TASK TO CARRY OUT
Only the lines from the line containing "door as a single dot per instance." to the end of the entries should be repeated, exactly as they appear.

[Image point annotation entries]
******************************
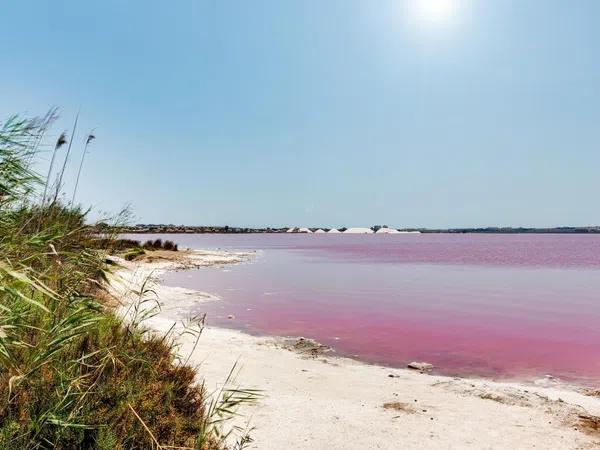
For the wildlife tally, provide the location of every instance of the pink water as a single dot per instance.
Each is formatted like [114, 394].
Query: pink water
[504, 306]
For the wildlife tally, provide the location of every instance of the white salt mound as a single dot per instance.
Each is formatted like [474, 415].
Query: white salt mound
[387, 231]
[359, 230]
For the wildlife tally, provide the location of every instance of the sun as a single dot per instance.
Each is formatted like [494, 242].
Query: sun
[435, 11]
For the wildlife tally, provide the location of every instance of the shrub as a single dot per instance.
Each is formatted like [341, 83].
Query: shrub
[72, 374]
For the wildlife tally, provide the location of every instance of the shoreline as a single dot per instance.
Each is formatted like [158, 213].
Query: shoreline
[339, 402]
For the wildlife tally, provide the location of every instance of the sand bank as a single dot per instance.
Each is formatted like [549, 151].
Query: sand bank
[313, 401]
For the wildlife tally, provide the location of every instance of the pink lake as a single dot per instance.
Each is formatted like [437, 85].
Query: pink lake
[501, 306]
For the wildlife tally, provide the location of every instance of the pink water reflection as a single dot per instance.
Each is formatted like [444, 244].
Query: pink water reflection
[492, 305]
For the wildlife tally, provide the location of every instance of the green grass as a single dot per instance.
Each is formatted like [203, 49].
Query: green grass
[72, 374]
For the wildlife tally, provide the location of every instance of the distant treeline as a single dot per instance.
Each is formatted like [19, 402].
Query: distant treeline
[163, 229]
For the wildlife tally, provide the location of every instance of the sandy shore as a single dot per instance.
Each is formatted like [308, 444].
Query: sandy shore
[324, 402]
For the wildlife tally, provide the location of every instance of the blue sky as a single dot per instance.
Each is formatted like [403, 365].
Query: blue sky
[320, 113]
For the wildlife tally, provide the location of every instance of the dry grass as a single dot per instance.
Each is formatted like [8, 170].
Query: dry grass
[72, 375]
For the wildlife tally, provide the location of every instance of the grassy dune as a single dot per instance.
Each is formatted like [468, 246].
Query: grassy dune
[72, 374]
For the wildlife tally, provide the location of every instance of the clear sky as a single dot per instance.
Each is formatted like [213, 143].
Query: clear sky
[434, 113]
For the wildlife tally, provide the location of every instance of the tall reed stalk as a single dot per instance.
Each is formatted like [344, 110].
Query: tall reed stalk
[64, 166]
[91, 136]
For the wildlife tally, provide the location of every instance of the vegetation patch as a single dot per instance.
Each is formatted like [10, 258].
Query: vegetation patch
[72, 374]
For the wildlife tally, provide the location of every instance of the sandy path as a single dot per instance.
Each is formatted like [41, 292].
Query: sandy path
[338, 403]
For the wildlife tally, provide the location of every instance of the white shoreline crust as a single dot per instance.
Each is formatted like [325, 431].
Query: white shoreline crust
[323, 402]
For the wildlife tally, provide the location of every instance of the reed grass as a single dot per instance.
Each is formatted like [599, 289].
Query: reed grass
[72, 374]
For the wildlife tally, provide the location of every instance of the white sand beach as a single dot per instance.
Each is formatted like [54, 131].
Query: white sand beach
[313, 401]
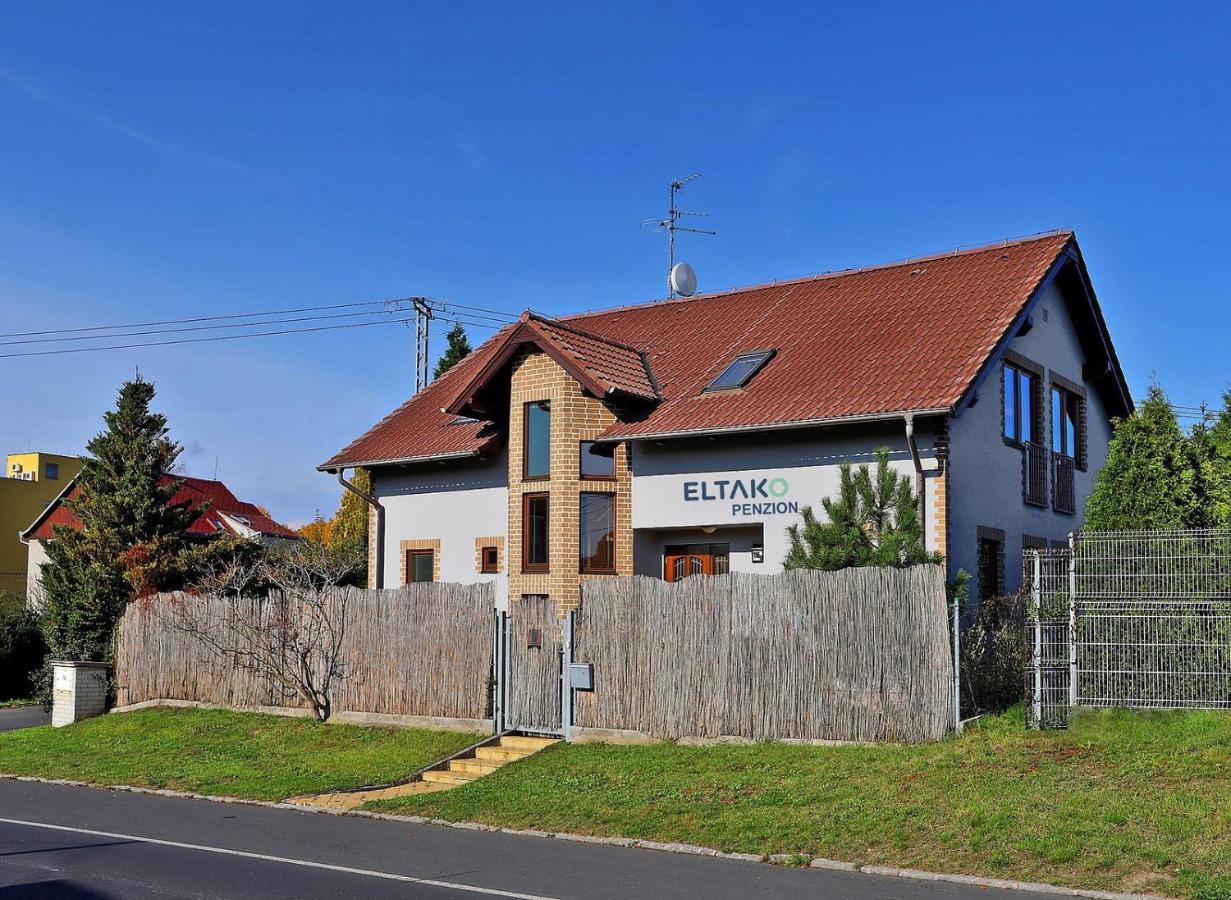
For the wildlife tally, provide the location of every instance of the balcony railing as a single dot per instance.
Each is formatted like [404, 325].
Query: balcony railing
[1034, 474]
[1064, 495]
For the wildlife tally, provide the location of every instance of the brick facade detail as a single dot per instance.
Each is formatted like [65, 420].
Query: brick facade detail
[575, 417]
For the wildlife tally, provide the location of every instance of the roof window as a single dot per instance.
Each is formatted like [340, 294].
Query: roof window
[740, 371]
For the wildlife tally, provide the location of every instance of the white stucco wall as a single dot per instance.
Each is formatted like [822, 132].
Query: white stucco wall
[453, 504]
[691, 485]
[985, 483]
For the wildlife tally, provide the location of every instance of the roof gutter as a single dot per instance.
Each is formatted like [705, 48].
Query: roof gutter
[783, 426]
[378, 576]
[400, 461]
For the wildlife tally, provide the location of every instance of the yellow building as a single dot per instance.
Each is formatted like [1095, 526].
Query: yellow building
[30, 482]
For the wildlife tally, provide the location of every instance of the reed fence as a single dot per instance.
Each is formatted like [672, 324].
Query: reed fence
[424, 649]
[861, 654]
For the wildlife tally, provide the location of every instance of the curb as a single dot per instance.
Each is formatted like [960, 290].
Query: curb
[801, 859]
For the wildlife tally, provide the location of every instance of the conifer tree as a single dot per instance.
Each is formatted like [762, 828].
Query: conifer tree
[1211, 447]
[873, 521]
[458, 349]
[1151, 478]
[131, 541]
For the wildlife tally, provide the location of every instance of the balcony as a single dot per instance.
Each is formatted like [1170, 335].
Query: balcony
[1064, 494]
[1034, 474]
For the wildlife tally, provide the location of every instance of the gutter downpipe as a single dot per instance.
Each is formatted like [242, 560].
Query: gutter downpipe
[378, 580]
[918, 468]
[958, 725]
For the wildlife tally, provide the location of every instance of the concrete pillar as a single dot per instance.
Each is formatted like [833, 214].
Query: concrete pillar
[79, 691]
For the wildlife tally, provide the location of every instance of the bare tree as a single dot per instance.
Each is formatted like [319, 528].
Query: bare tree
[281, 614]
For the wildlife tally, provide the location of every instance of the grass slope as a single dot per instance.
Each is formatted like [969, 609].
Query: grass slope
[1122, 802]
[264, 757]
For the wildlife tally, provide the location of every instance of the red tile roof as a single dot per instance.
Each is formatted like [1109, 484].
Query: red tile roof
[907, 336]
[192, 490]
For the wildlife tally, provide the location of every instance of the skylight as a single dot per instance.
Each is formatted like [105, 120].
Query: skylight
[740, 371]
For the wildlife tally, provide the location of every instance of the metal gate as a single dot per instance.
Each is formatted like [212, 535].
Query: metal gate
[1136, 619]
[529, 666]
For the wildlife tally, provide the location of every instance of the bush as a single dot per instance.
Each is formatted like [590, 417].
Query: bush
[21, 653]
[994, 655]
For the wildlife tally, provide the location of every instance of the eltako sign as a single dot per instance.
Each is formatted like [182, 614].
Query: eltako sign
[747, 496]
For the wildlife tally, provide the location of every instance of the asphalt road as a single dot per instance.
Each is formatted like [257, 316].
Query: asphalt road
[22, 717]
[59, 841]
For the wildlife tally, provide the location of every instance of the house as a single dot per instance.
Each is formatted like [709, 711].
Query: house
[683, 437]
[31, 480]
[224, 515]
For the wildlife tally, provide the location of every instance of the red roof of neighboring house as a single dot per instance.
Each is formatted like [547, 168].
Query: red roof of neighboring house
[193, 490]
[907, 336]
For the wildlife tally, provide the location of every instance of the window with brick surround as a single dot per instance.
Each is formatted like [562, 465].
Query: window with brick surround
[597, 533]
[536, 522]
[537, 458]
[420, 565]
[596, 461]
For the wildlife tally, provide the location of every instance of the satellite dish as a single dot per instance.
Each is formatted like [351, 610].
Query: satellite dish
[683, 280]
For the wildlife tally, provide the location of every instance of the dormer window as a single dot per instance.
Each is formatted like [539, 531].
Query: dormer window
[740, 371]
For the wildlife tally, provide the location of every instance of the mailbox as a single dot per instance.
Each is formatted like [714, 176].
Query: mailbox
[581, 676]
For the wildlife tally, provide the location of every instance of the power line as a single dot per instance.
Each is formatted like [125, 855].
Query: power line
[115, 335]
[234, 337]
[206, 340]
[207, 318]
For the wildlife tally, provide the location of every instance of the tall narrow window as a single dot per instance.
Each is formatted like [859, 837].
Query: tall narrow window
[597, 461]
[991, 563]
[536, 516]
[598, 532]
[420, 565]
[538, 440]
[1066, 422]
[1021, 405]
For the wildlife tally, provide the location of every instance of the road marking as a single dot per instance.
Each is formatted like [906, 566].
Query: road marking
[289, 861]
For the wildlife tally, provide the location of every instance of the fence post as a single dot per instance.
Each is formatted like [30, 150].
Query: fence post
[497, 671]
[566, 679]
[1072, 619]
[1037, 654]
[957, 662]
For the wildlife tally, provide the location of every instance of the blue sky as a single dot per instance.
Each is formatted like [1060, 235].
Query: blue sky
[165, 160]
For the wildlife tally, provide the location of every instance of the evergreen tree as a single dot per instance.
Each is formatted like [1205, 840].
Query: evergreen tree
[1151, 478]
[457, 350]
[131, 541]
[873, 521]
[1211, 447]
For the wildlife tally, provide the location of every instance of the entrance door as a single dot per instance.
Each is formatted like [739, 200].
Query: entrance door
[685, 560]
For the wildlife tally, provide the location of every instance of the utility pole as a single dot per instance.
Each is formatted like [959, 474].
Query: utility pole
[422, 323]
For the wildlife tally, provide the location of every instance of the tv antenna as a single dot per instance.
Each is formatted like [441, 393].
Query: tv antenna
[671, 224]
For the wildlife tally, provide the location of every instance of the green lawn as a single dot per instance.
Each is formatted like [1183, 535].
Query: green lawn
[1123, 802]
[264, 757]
******************************
PROBLEM SOLUTION
For the wildlife tally, provide the location of every instance of the entrance door as a single dot per instance.
Each is formatted like [739, 200].
Query: entrance door
[685, 560]
For the wildlife tally, provide the location of every instance of the utility pole as a single dot per instance.
Each is formatted like [959, 474].
Query: utility pole
[422, 323]
For the wildlife tally, provide the location of every instance of the tv antenna as a single dot per instance.
Each is formatted like [441, 393].
Query: tv antenna
[671, 224]
For the wildlife tally, provide the location of every instance of the green lawn as a single dot per instance.
Each is formatted like [1183, 535].
Query: green lawn
[1123, 802]
[264, 757]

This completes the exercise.